_RECORD EXTRACTS_
◆ ◆ ◆

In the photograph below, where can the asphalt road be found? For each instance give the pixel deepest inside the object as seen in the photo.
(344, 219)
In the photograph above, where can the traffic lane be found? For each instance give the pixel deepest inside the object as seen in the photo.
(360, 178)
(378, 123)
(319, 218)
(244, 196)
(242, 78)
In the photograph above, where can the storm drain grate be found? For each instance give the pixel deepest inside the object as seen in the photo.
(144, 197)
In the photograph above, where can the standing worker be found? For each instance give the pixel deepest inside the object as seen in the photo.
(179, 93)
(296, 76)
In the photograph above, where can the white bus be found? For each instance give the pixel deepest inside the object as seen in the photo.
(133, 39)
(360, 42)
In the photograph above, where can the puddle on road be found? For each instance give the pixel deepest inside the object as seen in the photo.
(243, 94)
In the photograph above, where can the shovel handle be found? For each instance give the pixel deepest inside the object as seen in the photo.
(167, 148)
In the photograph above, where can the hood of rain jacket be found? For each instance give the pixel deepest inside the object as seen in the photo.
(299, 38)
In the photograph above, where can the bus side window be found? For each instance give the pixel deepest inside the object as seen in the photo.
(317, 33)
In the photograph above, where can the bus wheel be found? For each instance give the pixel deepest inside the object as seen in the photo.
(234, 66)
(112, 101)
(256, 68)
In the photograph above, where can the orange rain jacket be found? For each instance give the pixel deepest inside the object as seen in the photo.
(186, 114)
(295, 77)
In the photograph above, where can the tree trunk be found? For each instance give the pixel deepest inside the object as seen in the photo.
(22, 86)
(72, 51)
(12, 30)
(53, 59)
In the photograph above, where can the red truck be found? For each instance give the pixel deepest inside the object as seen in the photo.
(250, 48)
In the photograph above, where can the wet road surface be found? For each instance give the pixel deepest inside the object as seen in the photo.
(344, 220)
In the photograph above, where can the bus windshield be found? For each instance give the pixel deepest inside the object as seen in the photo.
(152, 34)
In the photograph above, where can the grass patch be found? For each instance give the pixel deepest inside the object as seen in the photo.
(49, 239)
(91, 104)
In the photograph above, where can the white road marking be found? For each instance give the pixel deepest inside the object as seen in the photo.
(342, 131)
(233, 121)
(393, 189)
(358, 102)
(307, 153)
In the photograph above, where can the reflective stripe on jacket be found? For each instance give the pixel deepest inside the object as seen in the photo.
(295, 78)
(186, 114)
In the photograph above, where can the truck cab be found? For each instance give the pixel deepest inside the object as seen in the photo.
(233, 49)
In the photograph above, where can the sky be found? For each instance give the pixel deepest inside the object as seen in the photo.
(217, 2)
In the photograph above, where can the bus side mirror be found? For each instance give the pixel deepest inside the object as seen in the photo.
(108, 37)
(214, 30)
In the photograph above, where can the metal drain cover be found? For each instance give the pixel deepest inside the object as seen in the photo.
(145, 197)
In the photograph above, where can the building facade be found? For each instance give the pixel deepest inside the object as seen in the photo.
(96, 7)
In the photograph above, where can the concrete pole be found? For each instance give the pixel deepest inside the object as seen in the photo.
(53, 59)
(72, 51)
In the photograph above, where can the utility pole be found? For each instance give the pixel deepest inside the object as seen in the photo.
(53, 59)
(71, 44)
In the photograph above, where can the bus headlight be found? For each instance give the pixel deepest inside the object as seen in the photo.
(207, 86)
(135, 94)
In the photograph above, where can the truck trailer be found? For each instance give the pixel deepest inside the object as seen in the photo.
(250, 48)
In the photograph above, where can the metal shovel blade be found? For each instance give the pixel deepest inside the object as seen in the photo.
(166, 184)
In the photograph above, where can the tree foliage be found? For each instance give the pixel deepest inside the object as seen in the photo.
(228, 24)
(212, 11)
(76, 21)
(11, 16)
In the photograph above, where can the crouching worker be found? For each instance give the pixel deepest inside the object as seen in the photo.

◆ ◆ ◆

_TASK PROMPT_
Give back the lines of the listing from the one with "In the photograph above, where can the bus headlight" through the end, both included, exactly as written and with nothing added.

_FULL ANSWER_
In the photograph above, where can the bus headlight be found? For each instance give the pixel deepest inside the object as seen in the photo.
(207, 86)
(135, 94)
In the photograph above, where can the truck trailer be found? For each instance give the pixel deepest inside the object as seen in the photo.
(250, 48)
In the photograph above, where can the metal shovel blade be found? For each instance give the pixel deepest inside the object as seen in the photo.
(166, 184)
In the photograph above, where can the tree foliage be found? For each instance give the pixel deepest inside the object as seen in the photo.
(228, 24)
(212, 11)
(76, 21)
(11, 16)
In the photograph above, where can the crouching worker be found? For each instance give the pixel deepest inside the object as seen in the photo.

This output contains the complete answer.